• DO THIS: Retype every entry exactly, character for character.

• MATERIAL PROVIDED:
[Begin]

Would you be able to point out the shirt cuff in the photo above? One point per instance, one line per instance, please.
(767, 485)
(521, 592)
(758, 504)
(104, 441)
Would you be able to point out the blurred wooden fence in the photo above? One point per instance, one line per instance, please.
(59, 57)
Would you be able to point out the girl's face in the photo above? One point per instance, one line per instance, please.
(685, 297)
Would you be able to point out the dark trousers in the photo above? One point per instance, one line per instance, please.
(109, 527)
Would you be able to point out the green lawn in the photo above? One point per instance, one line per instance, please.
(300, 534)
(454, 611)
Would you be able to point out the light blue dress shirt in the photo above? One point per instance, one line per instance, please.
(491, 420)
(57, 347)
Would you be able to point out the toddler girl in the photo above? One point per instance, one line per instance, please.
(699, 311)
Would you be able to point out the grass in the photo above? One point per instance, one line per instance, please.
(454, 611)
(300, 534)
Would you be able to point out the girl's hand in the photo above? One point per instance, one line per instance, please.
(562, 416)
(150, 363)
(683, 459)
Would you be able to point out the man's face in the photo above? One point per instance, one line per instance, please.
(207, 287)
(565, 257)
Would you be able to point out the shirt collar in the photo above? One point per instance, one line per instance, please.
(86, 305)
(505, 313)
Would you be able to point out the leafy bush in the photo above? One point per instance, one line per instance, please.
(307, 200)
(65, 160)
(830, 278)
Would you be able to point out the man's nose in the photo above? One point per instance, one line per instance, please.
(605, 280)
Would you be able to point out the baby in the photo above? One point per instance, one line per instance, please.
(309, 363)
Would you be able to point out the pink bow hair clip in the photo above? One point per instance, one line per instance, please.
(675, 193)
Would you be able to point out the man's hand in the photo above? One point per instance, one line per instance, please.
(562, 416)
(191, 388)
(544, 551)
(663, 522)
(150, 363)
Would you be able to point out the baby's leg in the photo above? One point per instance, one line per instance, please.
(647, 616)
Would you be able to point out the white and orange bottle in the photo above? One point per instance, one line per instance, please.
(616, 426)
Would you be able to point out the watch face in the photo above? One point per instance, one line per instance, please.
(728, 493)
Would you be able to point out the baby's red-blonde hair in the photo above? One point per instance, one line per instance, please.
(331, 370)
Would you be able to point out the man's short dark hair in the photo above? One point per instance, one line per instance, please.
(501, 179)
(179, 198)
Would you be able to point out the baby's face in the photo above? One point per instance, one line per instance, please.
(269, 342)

[End]

• COMPLETED TASK:
Would you be able to point out the shirt cuff in the photo above? One point per instance, one line per instance, please.
(767, 485)
(521, 592)
(758, 504)
(104, 441)
Would you be able to point out the blurred wooden fence in the photo above? One point per instance, one line per instance, please.
(59, 57)
Would you be able to point out the girl's face in the photo above? One point per instance, one line per instance, please.
(685, 297)
Would you be able to point out the dark trousers in the photo above? One point per instance, one line per instance, please.
(109, 527)
Would you be able to point out the green lawn in the photo above? One point per instance, one line per instance, please.
(300, 534)
(454, 611)
Would you be able to point out the light blue dress shirt in the photo above? One point per instance, one line per instance, please.
(491, 420)
(57, 347)
Would you be able to point out the toddler girl in the photo above? One point per instance, one line per instance, please.
(699, 311)
Would you be able to point out the grass in the photo above? One point per instance, one line per instance, please.
(454, 611)
(300, 534)
Would you be able to point out the girl's hand in the photo above? One point per instance, one line per instance, please.
(562, 416)
(150, 363)
(683, 459)
Would you be able to point out the man's face in the photo above? One point per instance, one line per instance, please.
(207, 287)
(565, 257)
Would you be able to point out the shirt collar in the photo above? One point per instance, one line per instance, please.
(86, 305)
(505, 313)
Would you be able to point out the leafy bush in the photo above? One point per instance, one line per instance, please.
(307, 200)
(65, 160)
(830, 278)
Would you be able to point out the man's nose in the photo above? One point per instance, one line per instance, please.
(605, 280)
Would you be able to point out the baby in the photo above? One point per instance, one line per instance, please.
(309, 363)
Would you be able to point out the pink bow hair clip in the photo above? One point per instance, one line per instance, please.
(675, 193)
Would you be able to point out the man's hand in the photo above? One point per instance, one line per instance, please.
(562, 416)
(191, 388)
(544, 551)
(663, 522)
(150, 363)
Would you be able to point out the baby's leg in the photo above? One point per instance, one line per instance, please.
(647, 616)
Would you be able to point out the white and orange bottle in the photo above? One point per instance, one line per instance, please.
(616, 426)
Would you be able to point out the watch face in the photo above? One point per instance, one line per instance, please.
(728, 493)
Would you be able to point out the baby's red-blonde hair in the photo above? One point per instance, one line per instance, please.
(331, 370)
Would you be able to point out the man's short dark hair in the photo above? One point per instance, one line per instance, please.
(501, 179)
(179, 198)
Would you be able to point out the baby's face in the photo above? One point per instance, one line per instance, please.
(269, 342)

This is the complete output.